§ THE PROBLEM
Render as a Markdown table the lines of the listing from the one containing "point: water -- a" through the end of the listing, both ends included. Use the columns Row and Listing line, and leave out blank lines.

-- Start DATA ENTRIES --

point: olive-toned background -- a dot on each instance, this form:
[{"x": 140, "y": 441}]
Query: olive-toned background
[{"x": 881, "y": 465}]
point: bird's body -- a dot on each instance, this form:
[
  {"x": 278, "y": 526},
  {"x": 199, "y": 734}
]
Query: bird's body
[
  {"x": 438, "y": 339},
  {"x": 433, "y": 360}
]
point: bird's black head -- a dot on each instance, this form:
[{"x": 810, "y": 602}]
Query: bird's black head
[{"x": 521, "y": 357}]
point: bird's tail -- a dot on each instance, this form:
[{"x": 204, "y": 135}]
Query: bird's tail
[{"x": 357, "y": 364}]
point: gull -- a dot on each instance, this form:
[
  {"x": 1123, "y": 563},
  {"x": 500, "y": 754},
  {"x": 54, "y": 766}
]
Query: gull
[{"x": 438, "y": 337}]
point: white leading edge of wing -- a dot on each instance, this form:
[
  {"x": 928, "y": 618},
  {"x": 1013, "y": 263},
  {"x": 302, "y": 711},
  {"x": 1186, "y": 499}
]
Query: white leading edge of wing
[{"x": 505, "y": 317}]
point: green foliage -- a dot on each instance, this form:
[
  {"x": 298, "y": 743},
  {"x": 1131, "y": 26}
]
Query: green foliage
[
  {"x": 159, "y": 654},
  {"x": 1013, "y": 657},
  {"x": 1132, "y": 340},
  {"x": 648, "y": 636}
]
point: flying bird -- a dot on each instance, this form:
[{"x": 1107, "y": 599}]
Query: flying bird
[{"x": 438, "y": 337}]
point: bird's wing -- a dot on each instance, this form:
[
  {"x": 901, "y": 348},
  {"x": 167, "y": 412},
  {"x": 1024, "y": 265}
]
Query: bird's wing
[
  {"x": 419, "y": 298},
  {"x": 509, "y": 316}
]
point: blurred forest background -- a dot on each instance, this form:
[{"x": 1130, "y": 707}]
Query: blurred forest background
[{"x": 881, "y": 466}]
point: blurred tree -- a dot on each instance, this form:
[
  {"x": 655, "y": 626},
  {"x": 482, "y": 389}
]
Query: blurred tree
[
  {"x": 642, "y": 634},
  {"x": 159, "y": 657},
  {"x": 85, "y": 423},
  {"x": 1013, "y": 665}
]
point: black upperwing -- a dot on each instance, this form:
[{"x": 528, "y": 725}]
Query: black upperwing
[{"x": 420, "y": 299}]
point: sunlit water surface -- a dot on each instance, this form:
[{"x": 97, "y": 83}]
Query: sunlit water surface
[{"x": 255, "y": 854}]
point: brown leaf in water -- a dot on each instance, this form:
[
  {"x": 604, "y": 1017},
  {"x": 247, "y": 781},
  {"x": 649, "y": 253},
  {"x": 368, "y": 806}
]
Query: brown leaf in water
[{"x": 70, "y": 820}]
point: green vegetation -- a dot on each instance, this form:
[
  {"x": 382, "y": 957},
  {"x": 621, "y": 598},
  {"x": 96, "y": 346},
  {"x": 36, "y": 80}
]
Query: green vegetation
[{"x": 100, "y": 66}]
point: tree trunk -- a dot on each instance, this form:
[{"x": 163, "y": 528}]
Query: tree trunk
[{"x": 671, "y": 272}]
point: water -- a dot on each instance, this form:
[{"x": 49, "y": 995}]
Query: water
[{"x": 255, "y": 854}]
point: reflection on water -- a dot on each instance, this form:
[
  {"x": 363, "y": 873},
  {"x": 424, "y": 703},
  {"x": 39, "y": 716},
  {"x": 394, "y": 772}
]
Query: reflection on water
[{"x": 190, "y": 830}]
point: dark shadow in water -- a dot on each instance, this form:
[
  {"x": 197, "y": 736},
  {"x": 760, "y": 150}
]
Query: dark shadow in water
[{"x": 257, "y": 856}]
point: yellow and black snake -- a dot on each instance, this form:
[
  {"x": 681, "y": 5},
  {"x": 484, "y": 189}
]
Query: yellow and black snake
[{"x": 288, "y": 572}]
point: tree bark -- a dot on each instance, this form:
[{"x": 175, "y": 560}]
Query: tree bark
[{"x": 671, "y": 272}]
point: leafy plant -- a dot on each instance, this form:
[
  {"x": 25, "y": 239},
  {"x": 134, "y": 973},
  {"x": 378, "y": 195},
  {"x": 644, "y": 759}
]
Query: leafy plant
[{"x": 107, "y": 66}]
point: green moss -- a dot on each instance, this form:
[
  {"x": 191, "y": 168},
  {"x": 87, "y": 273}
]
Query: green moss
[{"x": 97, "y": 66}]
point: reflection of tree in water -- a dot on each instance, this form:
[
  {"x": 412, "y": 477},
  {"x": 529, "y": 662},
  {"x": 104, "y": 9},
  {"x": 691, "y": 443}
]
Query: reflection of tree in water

-- End DATA ENTRIES --

§ ANSWER TO THE PROBLEM
| Row | Listing line |
|---|---|
| 1 | point: water -- a dot on each instance, this form: |
| 2 | [{"x": 49, "y": 995}] |
| 3 | Query: water |
| 4 | [{"x": 255, "y": 854}] |
| 5 | point: reflection on water -- a dot on each instance, this form: |
| 6 | [ |
| 7 |   {"x": 363, "y": 873}, |
| 8 |   {"x": 424, "y": 703}, |
| 9 |   {"x": 39, "y": 716}, |
| 10 |   {"x": 394, "y": 772} |
| 11 | ] |
| 12 | Query: reflection on water |
| 13 | [{"x": 190, "y": 830}] |
| 14 | point: dark shadow in water -- a dot on each instance, this form: |
| 15 | [ |
| 16 |   {"x": 197, "y": 736}, |
| 17 |   {"x": 760, "y": 150} |
| 18 | ] |
| 19 | Query: dark shadow in water |
| 20 | [{"x": 257, "y": 856}] |
| 21 | point: yellow and black snake -- a dot on each instance, this form: |
| 22 | [ |
| 23 |   {"x": 681, "y": 5}, |
| 24 |   {"x": 484, "y": 189} |
| 25 | ] |
| 26 | Query: yellow and black snake |
| 27 | [{"x": 288, "y": 572}] |
| 28 | point: tree bark -- a dot on each instance, this form: |
| 29 | [{"x": 175, "y": 560}] |
| 30 | Query: tree bark |
| 31 | [{"x": 671, "y": 272}] |
| 32 | point: leafy plant -- a dot on each instance, this form: |
| 33 | [ |
| 34 |   {"x": 25, "y": 239}, |
| 35 |   {"x": 134, "y": 973}, |
| 36 |   {"x": 378, "y": 195}, |
| 37 |   {"x": 644, "y": 759} |
| 38 | ] |
| 39 | Query: leafy plant |
| 40 | [{"x": 107, "y": 66}] |
| 41 | point: green moss -- a dot on each instance, this form: |
| 42 | [ |
| 43 |   {"x": 191, "y": 168}, |
| 44 |   {"x": 87, "y": 273} |
| 45 | ] |
| 46 | Query: green moss |
| 47 | [{"x": 97, "y": 66}] |
| 48 | point: reflection of tree in water -- a dot on each instance, this form: |
| 49 | [ |
| 50 |   {"x": 412, "y": 477}, |
| 51 |   {"x": 529, "y": 662}, |
| 52 |   {"x": 104, "y": 9}, |
| 53 |   {"x": 691, "y": 443} |
| 54 | ] |
| 55 | Query: reflection of tree in water |